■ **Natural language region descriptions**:
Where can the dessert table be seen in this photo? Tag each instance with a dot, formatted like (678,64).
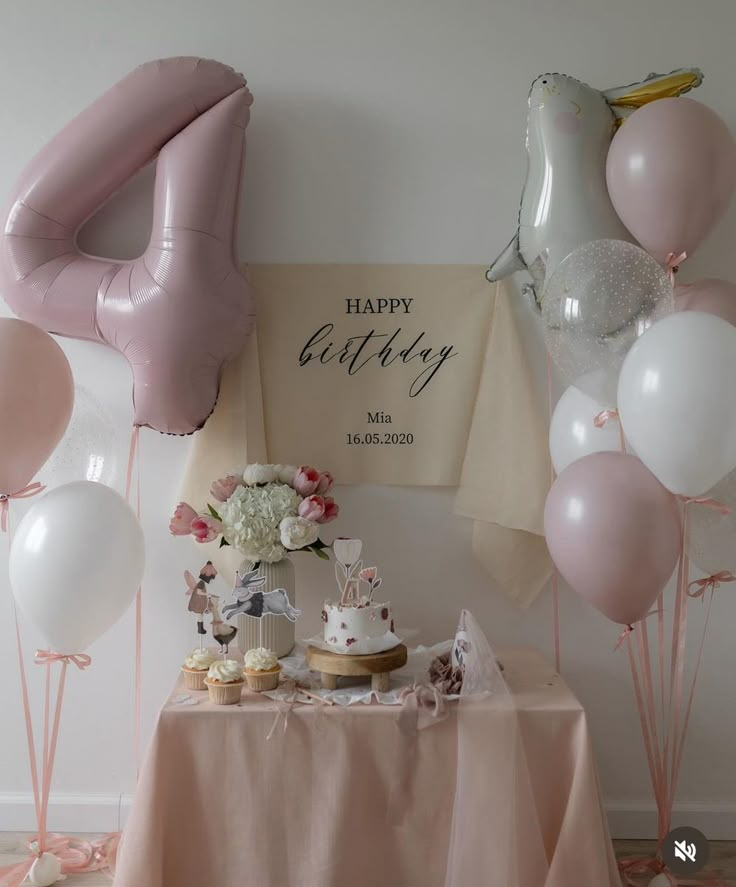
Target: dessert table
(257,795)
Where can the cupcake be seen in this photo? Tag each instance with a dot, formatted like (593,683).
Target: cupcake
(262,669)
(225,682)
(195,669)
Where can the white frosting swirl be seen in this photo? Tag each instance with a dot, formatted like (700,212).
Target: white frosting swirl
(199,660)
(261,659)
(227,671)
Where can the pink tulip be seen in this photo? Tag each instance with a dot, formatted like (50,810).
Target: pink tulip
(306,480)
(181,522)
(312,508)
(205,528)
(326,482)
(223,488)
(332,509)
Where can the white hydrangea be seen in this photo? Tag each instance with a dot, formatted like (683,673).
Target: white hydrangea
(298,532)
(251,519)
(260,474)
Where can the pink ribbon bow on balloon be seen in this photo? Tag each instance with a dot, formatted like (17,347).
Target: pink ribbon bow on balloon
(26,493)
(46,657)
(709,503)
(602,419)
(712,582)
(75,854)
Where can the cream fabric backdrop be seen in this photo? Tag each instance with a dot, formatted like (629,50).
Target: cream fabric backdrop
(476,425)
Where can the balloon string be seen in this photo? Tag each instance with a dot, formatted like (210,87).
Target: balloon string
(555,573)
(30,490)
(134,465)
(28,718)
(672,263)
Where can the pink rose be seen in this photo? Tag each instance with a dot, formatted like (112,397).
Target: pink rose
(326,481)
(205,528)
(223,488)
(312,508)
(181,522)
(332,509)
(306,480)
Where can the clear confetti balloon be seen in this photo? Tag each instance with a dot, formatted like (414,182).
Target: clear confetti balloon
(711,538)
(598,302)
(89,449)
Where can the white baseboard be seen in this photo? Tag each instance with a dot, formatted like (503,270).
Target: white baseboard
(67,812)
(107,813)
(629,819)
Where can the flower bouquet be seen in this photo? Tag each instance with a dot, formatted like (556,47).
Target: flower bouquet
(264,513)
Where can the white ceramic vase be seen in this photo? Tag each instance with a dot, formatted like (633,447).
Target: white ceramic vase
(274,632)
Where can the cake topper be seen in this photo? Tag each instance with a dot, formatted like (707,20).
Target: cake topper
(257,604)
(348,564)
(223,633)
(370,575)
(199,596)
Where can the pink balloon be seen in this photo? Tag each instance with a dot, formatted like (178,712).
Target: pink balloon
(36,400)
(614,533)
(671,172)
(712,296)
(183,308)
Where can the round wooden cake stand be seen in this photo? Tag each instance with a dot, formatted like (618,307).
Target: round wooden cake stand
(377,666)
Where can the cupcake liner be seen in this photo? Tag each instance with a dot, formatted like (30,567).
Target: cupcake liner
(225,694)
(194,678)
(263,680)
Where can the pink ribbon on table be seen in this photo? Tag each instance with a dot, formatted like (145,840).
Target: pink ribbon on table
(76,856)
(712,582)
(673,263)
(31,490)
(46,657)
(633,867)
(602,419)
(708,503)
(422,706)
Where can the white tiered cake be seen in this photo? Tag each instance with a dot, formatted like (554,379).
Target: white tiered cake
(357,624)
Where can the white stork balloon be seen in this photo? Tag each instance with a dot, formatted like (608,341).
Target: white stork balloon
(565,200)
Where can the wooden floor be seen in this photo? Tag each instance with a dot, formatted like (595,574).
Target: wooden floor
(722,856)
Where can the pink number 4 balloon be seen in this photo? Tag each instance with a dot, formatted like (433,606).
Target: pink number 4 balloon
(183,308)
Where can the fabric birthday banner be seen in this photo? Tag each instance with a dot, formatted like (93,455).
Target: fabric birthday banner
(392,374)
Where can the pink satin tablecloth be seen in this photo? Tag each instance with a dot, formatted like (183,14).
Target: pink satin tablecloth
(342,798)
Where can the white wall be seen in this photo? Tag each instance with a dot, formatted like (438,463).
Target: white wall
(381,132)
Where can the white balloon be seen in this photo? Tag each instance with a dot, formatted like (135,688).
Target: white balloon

■ **Task statement**:
All the records need to be retyped word for word, except for the pictures.

■ **Finished exercise**:
Where can the dessert table be seen in this photo? Tag each instance with a dot, formatted like (678,64).
Target: dessert table
(257,795)
Where can the cupcake be seen in this photo? Tag each instance with a dot, formatted like (593,683).
Target: cupcake
(262,669)
(225,682)
(195,669)
Where can the white frosting swirl be seen in this photo? Tag each instance with a dot, formatted like (700,212).
Target: white frosting swirl
(199,660)
(261,659)
(227,671)
Where can the pink tulip be seen in this photo? Tag each instance with a dot, formatted like (50,810).
Target: pink tulip
(306,480)
(181,522)
(312,508)
(205,528)
(326,482)
(223,488)
(332,509)
Where can the white hydrangea be seen in this photo? Tag each instance with a dot, formatted like (683,673).
Target: white hydrangea
(298,532)
(251,519)
(260,474)
Where can the pink ribbon bow on balloon be seen in this photo? Tag each instance with a dot, formatted like (17,347).
Target: pink ribbon bow on balloon
(26,493)
(46,657)
(709,503)
(602,419)
(712,582)
(75,854)
Where can the cream fabric backdrop be seen in this photo? Tag each instance with a dot, formatted like (629,50).
Target: cream fabric backdrop
(476,425)
Where can the balloon string be seen in this photo? Tag each instance with a dot, formatted like (210,87).
Target: balloon string
(555,573)
(30,490)
(134,465)
(28,718)
(672,263)
Where can the pink rose be seen in this photo? Tag each instance with a dot, formatted like (112,397).
Target: pink rose
(326,481)
(205,528)
(223,488)
(312,508)
(181,522)
(332,509)
(306,480)
Where can the clear confetti balloon be seen in this photo? Tag each instance with a dot, formatted like (414,182).
Target: clear confetti balloon
(711,538)
(598,302)
(89,449)
Where can the white baseboard be seen in this photo? Tag each instance with a dot, formatted like (503,270).
Target: white baseboard
(67,812)
(107,813)
(629,819)
Where can the flower bouquet be seen in this photo? Tag each instance with a dot, formatted like (556,47).
Target: flower bouquet
(264,513)
Where can the white ceramic vase be seen in this photo? Tag each instance with a dot, formatted like (633,447).
Target: white ceramic vase
(274,632)
Where can the cake topper be seen in this photo? Tag each instance with a dot, formatted like (707,20).
Target: cake topper
(257,604)
(348,564)
(223,633)
(370,575)
(199,596)
Where can the pink balloon be seen in this photo? Tag each instance with a dot, formatted like (178,712).
Target: pink balloon
(36,400)
(614,533)
(671,172)
(712,296)
(183,308)
Where can the round wooden cake stand be seen in this photo? Tag each instance with a dot, formatted like (618,307).
Target: round wooden cake stand
(377,666)
Where can the cupcake liner be seen in this photo? Tag each instance with a dot, formatted like (30,567).
Target: cupcake liner
(225,694)
(194,678)
(263,680)
Where can the pink ribbon on table be seen in this photo? Tag each instance with a dot, formatted like (145,840).
Target: pink ribbon on table
(76,856)
(712,582)
(673,263)
(31,490)
(46,657)
(633,867)
(602,419)
(708,503)
(422,706)
Where can the white tiered cake be seen in this photo? Tag each instance with a dot, formatted like (554,379).
Target: white tiered cake
(357,624)
Where can the white stork balloon be seen in this photo? Tag each instance with a dot, formatted like (608,341).
Target: white stork balloon
(565,200)
Where can the wooden floor be seen in this photo? Tag each instance with a dot, formatted like (595,574).
Target: wooden floor
(722,856)
Where can the pink number 4 balloon be seen in this photo? Tag each instance with a dot, formatted like (433,606).
Target: pink number 4 balloon
(183,308)
Where can the fabric birthday banner be seen in this photo? Tag each instance with a dot, formatted like (93,455).
Target: fabric birthday banner
(392,374)
Where can the pink satin tablecloth be seen in this photo? Tag each instance with a dot, formatted like (183,14).
Target: pink satin tablecloth
(342,798)
Where can the white wall be seen in this photo? Tag each instance with a dot, formatted like (438,463).
Target: white wall
(381,132)
Where can the white balloon be seen in this photo? Tag each instance with a dot, formatted like (135,688).
Target: white balloon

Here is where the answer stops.